**Data for analysis:**

┄┄┄┄┄┄

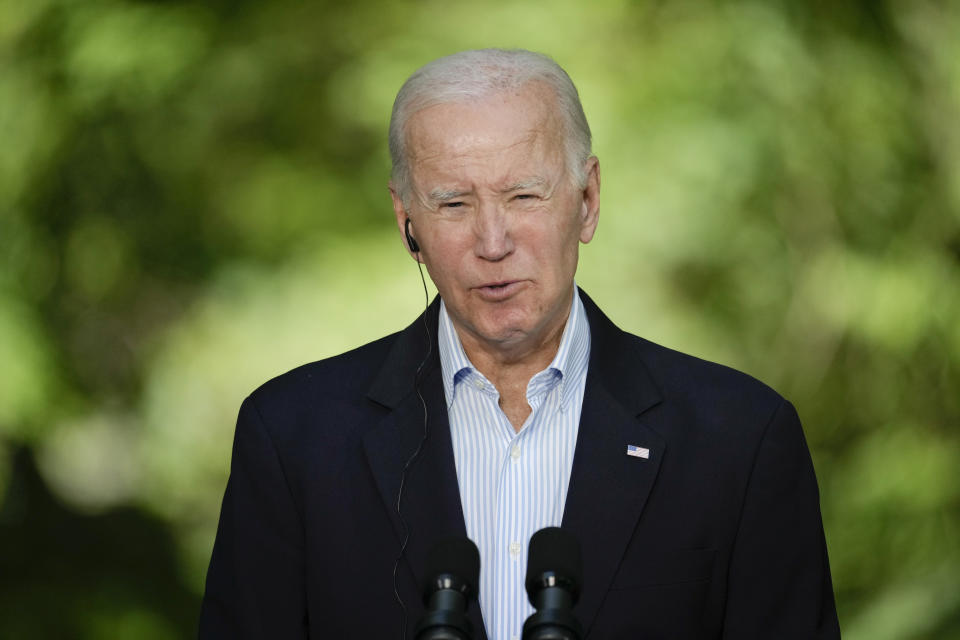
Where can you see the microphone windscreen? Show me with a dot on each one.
(457, 557)
(553, 550)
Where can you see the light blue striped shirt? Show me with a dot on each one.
(513, 484)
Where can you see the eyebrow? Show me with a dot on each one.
(526, 184)
(439, 195)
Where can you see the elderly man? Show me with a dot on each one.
(688, 485)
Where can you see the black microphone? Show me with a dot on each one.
(554, 573)
(453, 570)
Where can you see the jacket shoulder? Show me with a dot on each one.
(320, 386)
(708, 387)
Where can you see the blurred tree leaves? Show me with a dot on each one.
(193, 199)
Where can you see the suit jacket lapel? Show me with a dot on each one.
(608, 489)
(430, 503)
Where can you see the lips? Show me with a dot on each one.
(497, 291)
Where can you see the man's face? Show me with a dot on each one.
(497, 215)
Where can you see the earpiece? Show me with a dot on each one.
(410, 241)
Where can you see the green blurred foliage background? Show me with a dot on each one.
(193, 199)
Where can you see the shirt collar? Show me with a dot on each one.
(568, 365)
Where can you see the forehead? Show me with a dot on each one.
(517, 127)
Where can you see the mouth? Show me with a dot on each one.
(496, 291)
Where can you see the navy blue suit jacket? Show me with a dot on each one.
(717, 535)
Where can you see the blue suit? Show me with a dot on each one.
(716, 535)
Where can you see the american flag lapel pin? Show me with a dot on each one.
(638, 452)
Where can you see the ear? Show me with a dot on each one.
(401, 213)
(590, 205)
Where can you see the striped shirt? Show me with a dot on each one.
(513, 484)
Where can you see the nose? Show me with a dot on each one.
(493, 239)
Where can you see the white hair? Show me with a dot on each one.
(473, 75)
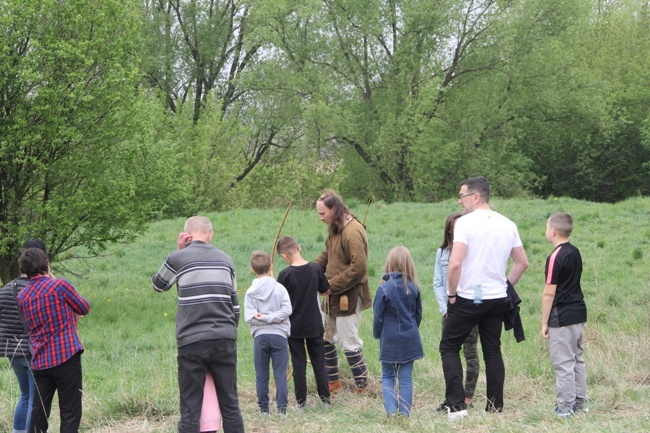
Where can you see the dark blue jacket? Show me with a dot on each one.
(397, 317)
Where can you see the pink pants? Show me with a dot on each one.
(210, 413)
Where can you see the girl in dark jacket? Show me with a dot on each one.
(398, 313)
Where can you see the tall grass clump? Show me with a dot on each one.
(130, 382)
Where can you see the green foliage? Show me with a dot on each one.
(130, 378)
(71, 171)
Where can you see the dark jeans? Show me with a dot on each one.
(194, 360)
(299, 361)
(271, 348)
(65, 380)
(472, 364)
(462, 317)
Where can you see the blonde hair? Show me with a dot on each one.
(287, 245)
(261, 262)
(198, 224)
(562, 223)
(400, 260)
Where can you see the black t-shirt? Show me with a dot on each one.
(564, 269)
(304, 283)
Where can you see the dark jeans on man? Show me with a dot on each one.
(462, 316)
(271, 349)
(218, 356)
(315, 347)
(65, 380)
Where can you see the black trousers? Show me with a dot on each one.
(218, 356)
(462, 317)
(315, 348)
(65, 380)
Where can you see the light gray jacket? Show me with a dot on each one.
(267, 296)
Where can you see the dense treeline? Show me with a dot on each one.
(113, 112)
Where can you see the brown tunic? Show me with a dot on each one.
(345, 261)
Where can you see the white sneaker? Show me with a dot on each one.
(455, 416)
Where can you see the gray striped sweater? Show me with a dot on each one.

┄┄┄┄┄┄

Write the records out exactly, dropping every image.

**Task solution:**
Where can you see the microphone windscreen? Show me with a dot on each one.
(457, 557)
(553, 550)
Where can you see the light blue striped shirt? Show me with a dot on each one.
(513, 484)
Where can you see the eyebrow? Show me with a dot on each one.
(526, 184)
(439, 195)
Where can you see the elderly man? Show me with a dot on each one.
(688, 485)
Where can you see the black microphone? Show me with a dot on each one.
(554, 573)
(453, 570)
Where can you see the jacket shoulder? Show me with a dot on each one.
(320, 386)
(708, 387)
Where can you see the blurred tree leaves? Show me with a dot on each one.
(193, 199)
Where can you see the suit jacket lapel? Show me with a dot on each one.
(608, 489)
(430, 503)
Where can you see the lips? Show me with a dot on each one.
(497, 291)
Where can you see the man's face? Show me with a dot on each one.
(497, 215)
Where can you see the earpiece? Show me with a dot on each one.
(410, 241)
Where can you see the green blurred foliage background? Show me with a dot on each one.
(193, 199)
Where can you see the shirt collar? Show me with a dot on each one.
(568, 365)
Where can you see the forehead? Show me with a dot on each one.
(517, 127)
Where can you see the mouth? Show me with a dot on each one.
(496, 291)
Where can you see the navy blue suit jacket? Show me with a dot on each one.
(717, 535)
Where can you see the blue suit? Show me with a dot on each one.
(716, 535)
Where can you see the american flag lapel pin? Show me with a dot on each one.
(638, 452)
Where can you see the ear? Show me with a dot on each one.
(401, 213)
(590, 205)
Where can you see the striped shirt? Show me with a dot on each one.
(513, 484)
Where can you see the nose? Show me with a dot on each one.
(493, 239)
Where can you see the white hair? Show me with a dot on each one.
(473, 75)
Where can you see the dark blue jacket? Show me with a dot on each one.
(397, 317)
Where can you see the pink pants? Show me with a dot on each one.
(210, 413)
Where can you see the girl in dark jacket? Show me with a dot on each one.
(398, 313)
Where can you see the tall grass clump? Show me with a dot on each one.
(130, 382)
Where can you see the green foliage? Show me with a dot on each one.
(130, 378)
(71, 171)
Where can you see the dark jeans? Show me with a dot on each one.
(194, 360)
(299, 361)
(271, 348)
(65, 380)
(472, 364)
(462, 317)
Where can you see the blonde hair? Show me with a dot on each one.
(287, 245)
(261, 262)
(198, 224)
(562, 223)
(400, 260)
Where can you see the black t-shirt? Show me with a dot on each one.
(564, 269)
(304, 283)
Where can you see the dark jeans on man? Show me with a dot on each one.
(462, 316)
(271, 349)
(218, 356)
(315, 347)
(65, 380)
Where can you see the black trousers? Show me with a dot on each one.
(218, 356)
(462, 317)
(315, 348)
(65, 380)
Where can you see the light gray jacket? Show me with a dot on each one.
(267, 296)
Where can you see the dense treeline? Show me with a dot on each one.
(113, 112)
Where can you see the brown tunic? Show me with a dot on each one.
(345, 261)
Where can you see the white sneaker? Show me with a dot on each one.
(455, 416)
Where can you see the gray striped sweater? Show me with a dot on each one.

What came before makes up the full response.